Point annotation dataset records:
☆ ☆ ☆
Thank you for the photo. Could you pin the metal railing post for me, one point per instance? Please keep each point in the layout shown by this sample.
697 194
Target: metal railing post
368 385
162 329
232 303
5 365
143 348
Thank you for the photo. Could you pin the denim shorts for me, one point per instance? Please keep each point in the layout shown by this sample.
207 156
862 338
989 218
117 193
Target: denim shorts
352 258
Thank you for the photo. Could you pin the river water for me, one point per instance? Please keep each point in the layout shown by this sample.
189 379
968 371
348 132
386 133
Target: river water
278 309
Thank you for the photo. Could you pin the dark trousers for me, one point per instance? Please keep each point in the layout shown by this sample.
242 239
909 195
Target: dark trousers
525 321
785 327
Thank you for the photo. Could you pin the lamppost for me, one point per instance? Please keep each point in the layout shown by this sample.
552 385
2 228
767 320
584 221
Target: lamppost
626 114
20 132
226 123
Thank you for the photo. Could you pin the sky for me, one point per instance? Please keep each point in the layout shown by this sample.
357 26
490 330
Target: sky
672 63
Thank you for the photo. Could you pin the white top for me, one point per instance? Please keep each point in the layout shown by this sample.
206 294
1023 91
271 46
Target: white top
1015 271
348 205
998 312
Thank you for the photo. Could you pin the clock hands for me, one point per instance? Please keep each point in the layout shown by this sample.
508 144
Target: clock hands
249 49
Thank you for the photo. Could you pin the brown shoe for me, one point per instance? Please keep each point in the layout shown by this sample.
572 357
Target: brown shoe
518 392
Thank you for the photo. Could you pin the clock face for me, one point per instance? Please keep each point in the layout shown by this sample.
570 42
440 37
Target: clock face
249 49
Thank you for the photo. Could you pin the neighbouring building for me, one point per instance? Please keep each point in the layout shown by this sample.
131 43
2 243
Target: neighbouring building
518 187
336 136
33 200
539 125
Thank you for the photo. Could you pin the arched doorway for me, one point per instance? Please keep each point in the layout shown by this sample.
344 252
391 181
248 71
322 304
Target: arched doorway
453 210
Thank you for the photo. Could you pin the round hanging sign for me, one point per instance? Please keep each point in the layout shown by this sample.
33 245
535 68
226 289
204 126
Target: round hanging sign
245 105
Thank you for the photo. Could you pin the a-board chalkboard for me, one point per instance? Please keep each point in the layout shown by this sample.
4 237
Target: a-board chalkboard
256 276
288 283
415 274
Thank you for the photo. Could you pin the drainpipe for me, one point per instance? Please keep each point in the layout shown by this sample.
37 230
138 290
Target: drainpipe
☆ ☆ ☆
Problem to solve:
Output each entry precisely as given.

Answer for the task:
Thank you for the photo. Could you pin the metal railing post for me, one point per instance? Please keep each point in the layout shown by this sample.
697 194
Target: metal railing post
368 385
162 329
232 303
5 365
143 348
Thank you for the photo. Could you pin the denim shorts for me, one point per instance? Please keep each point in the layout shown by this sample.
207 156
862 338
989 218
117 193
Target: denim shorts
352 258
Thank you for the photo. Could you pin the river water for me, one point per instance? Please keep each point in the layout shown by this sample.
189 379
968 371
348 132
386 133
Target: river water
278 309
Thank you for the photo. Could you pin the dark trousers for me, one point per instance? Please keep each point in the layout shown by this sample.
242 239
909 195
Target: dark trousers
525 321
785 327
Thank you for the photo. Could you pin the lamppost for me, one point per instance? Please keep each point in the layout shown by this sample.
552 385
2 228
767 320
584 221
Target: lamppost
626 114
20 132
226 123
Thank you for the photo. Could you pin the sky for me, one point per instance? Please keep each point in the layout shown by this sample.
357 26
490 330
Target: sky
672 63
Thank you for the photo. Could you pin the white top for me, one point per instance? Please keep each point in the layout shown by this sample.
206 294
1023 91
271 46
Target: white top
1015 271
348 205
998 312
Thank you for the photo. Could you pin the clock hands for me, one point per instance? Please keep each point in the layout shown by this sample.
508 144
Target: clock hands
249 49
Thank you for the photo. Could you pin the brown shoe for me, one point per instance? Please keep each point in the layout shown by this sample.
572 357
Target: brown shoe
518 392
Thank you for the photo. Could you pin the clock face for me, one point per instance? Please keep each point in the layout shown by this sample.
570 42
440 37
Target: clock face
249 49
Thank you for the photo. Could you pin the neighbouring building for me, one point per instance? Please keep each point in the layout shown by this sample.
131 43
2 243
Target: neighbouring building
518 187
336 136
33 200
539 125
Thank you for the photo. Could you pin the arched doorway for me, one point per instance? Please keep each point in the layout shown by this sample.
344 252
391 181
248 71
322 304
Target: arched doorway
453 210
Thank you for the photo. Could you pin the round hanging sign for me, one point per instance? Please keep each point in the layout shown by this sample.
33 245
535 68
226 289
204 126
Target: round hanging sign
245 105
Thank you for the photo. Could you pin the a-board chalkboard for me, one point per instance? Please keep each point in the layout shown by this sample.
4 237
Target: a-board chalkboard
256 276
288 283
415 274
Thank you for the photo. Could you pin the drainpipe for me, one point per instance? Please keep each point in the layout shown by this sample.
37 230
138 290
Target: drainpipe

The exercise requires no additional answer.